MATERIAL SUPPLIED »

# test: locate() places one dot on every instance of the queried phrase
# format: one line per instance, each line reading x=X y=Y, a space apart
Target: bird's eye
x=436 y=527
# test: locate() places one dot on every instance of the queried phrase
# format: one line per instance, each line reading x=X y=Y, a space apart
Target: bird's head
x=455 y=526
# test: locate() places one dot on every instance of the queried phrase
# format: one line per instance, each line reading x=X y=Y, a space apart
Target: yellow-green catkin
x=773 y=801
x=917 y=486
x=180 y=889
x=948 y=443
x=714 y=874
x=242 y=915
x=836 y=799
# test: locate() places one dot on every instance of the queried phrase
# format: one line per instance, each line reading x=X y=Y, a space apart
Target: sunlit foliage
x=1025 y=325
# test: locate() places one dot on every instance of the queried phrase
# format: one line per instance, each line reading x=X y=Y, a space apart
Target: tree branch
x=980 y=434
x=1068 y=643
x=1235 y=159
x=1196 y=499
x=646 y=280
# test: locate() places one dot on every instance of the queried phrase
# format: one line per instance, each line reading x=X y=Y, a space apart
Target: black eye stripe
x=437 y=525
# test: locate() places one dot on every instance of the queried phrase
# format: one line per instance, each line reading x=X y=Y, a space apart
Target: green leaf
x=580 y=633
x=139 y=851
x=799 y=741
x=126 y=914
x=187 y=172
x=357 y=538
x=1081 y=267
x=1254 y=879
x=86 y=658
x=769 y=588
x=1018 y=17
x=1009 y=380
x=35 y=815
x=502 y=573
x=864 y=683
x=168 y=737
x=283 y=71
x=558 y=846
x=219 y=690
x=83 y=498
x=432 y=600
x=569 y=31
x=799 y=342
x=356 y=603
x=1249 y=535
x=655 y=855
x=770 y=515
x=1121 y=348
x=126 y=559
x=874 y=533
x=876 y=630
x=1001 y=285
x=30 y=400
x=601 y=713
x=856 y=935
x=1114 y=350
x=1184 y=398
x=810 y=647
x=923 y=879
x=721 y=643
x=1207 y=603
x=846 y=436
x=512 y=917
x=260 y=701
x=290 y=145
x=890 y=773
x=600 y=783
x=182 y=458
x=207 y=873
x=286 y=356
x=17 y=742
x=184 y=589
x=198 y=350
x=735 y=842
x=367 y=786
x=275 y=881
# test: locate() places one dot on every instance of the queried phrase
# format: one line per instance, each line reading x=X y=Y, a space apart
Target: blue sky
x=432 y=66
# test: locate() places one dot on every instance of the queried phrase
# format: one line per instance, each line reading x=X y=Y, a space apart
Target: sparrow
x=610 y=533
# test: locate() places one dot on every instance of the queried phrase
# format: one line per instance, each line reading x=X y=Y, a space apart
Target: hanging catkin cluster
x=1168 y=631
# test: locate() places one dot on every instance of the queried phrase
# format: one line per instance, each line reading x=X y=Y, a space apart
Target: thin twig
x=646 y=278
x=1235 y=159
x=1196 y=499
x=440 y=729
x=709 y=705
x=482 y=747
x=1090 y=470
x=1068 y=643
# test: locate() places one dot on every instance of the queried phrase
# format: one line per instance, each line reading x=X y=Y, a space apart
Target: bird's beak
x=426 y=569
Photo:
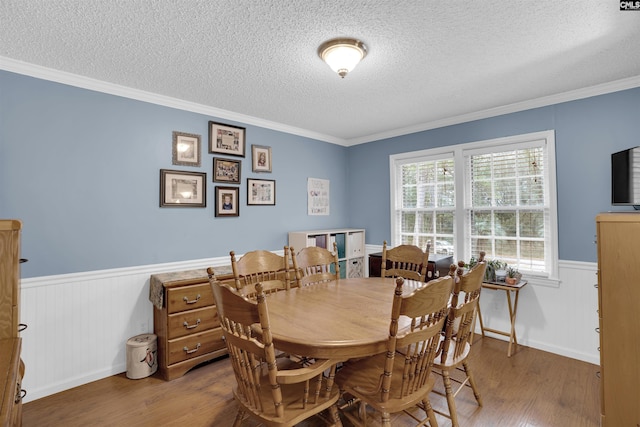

REQUIREMENT »
Can you write out all of the material above again, swapping "Target" for "Query" everywhere it appears and changing nothing else? Leave the picture out of your answer.

SOLUTION »
# test: locate() places one dot on every instance of the queried phrase
# format: one line per instance, each line reading x=X y=Y, a space apart
Query: bird's eye
x=436 y=527
# test: locate() places one dot on every instance of the queried phrase
# format: one line per instance, each line reading x=X y=Y, a space apart
Query: bird's head
x=455 y=526
# test: locate() places one dot on every instance of the queried phrase
# format: one line per instance, each line reading x=X y=Y, a space apart
Query: yellow-green catkin
x=773 y=801
x=917 y=486
x=180 y=889
x=948 y=443
x=714 y=874
x=242 y=915
x=836 y=799
# test: locate() places one dot on every instance of the queried phrase
# format: one line per instance, each line reading x=X y=Y, a space apart
Query: sunlit foliage
x=1025 y=325
# test: locate() places one dot on every instance of the queried phrase
# format: one line per instance, each line reading x=X y=Y, a space apart
Query: tree branch
x=980 y=434
x=1068 y=643
x=1235 y=159
x=1196 y=499
x=646 y=280
# test: locate() places one dot on every instance of the queried phrase
# format: one line per instance, each line reading x=X y=Y, a space apart
Query: black eye stripe
x=437 y=525
# test: locate() places one dot on every instance of the queried phrase
# format: one line per instance, each line reading x=X y=Y, a space apart
Query: green leaf
x=580 y=633
x=139 y=851
x=799 y=741
x=126 y=914
x=187 y=172
x=357 y=538
x=1081 y=267
x=1254 y=879
x=86 y=658
x=769 y=588
x=1018 y=17
x=1009 y=380
x=35 y=815
x=502 y=573
x=864 y=683
x=168 y=737
x=283 y=71
x=558 y=846
x=219 y=690
x=83 y=498
x=432 y=600
x=569 y=31
x=799 y=342
x=356 y=603
x=1249 y=535
x=655 y=855
x=770 y=515
x=1121 y=348
x=126 y=559
x=874 y=533
x=876 y=630
x=1001 y=285
x=30 y=400
x=601 y=713
x=856 y=935
x=1114 y=350
x=1184 y=398
x=810 y=647
x=923 y=879
x=721 y=643
x=1207 y=603
x=846 y=436
x=512 y=917
x=260 y=701
x=290 y=145
x=890 y=773
x=600 y=783
x=182 y=458
x=207 y=873
x=286 y=356
x=17 y=742
x=184 y=589
x=198 y=350
x=735 y=842
x=367 y=786
x=275 y=881
# test: locate() places one dot on every instance of the queried phrase
# format: one line per instance, each line reading x=X y=Y, a space apart
Query: blue sky
x=432 y=66
# test: locate() places one dot on every instance of the queried phrase
# format: one line per instance, each line reading x=X y=Y, a space apart
Query: sparrow
x=610 y=533
# test: locate() places one dot on every instance of the queried phrase
# format: one line per instance, each line reading x=X y=Y, a space apart
Query: hanging catkin cluster
x=1168 y=631
# test: locate() places one dot on every instance of the queried phrase
# format: one line per instance, each line reading x=X y=Y, a space apart
Query: thin twig
x=646 y=278
x=1235 y=159
x=1196 y=499
x=440 y=729
x=709 y=705
x=482 y=747
x=1090 y=470
x=1068 y=643
# test: locate() places one dot on every instance of the queried phrase
# format: one line per instance, each line reading x=X y=Y, a space apart
Query: bird's beak
x=426 y=569
Photo:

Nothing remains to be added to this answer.